REQUIRED ACTION: Print the data that follows again, keeping every line exact.
════════
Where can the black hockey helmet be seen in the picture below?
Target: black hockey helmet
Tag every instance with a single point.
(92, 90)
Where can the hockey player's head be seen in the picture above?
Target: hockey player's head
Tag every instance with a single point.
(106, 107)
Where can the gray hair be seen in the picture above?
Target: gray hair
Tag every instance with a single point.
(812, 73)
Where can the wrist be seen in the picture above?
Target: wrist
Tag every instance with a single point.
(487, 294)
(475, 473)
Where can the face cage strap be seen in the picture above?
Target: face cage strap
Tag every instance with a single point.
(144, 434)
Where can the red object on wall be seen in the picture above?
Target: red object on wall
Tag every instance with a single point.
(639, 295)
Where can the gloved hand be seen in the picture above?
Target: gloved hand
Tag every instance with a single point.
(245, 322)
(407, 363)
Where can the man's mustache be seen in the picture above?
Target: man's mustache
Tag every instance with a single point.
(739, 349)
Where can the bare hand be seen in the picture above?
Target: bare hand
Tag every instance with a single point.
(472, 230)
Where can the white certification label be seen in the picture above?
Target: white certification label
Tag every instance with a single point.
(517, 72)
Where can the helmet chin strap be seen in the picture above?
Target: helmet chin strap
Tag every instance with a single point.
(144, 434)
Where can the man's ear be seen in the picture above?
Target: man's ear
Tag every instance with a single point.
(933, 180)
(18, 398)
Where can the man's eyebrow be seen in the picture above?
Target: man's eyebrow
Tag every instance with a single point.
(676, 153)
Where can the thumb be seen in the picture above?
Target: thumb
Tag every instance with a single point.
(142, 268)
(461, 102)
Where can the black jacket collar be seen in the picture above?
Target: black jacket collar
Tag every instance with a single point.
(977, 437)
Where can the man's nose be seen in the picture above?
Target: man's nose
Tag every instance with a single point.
════════
RESULT OF THE TASK:
Where can the black hockey helmet be seen in the picture below?
Target: black hockey helmet
Tag every instance with a single point.
(92, 90)
Where can the hockey player's head be seen in the picture above?
Target: hockey player's head
Tag every instance with a single point.
(106, 107)
Where can the gray hair be seen in the picture above?
Target: gray hair
Tag every instance with a single point.
(812, 73)
Where can the wrist be seen in the picture above?
Target: wrist
Tag every instance with a single point.
(487, 294)
(475, 473)
Where can the face cage strap be seen in the picture above?
Target: face cage strap
Tag every instance with a single point.
(144, 434)
Where can the red object on wall be seen in the picture above?
Target: red object on wall
Tag every instance with a single point.
(639, 295)
Where can the gloved hand be seen in the picture above?
Target: gloved hand
Tag every instance with a single point.
(245, 322)
(407, 363)
Where can the man's mustache be seen in the picture above?
Target: man's mustache
Tag every instance with a single point.
(739, 349)
Where can the bare hand be seen in the picture above?
Target: bare hand
Tag every instance with a single point.
(472, 230)
Where can the white certification label be seen in the picture above?
Target: white certification label
Tag every instance with a single point.
(517, 72)
Where can the helmet chin strap be seen in the picture above?
Target: helmet chin strap
Tag every instance with a single point.
(144, 434)
Where can the man's ear be seen in the picture above?
Target: man's ear
Tag every instance with a single point.
(933, 180)
(18, 398)
Where can the man's eyebrow be seen in the picture above?
Target: man's eyebrow
Tag every instance with a single point.
(676, 153)
Where can the thumb be seen in the picture above?
Target: thumb
Tag every instance with a single point.
(142, 268)
(461, 102)
Where can the black jacket collar be seen in the picture above?
Target: black jacket collar
Tag every instance with a single point.
(977, 437)
Where can the man's nose be seen in the picture above?
Target: man's nose
Tag every instance with a single point.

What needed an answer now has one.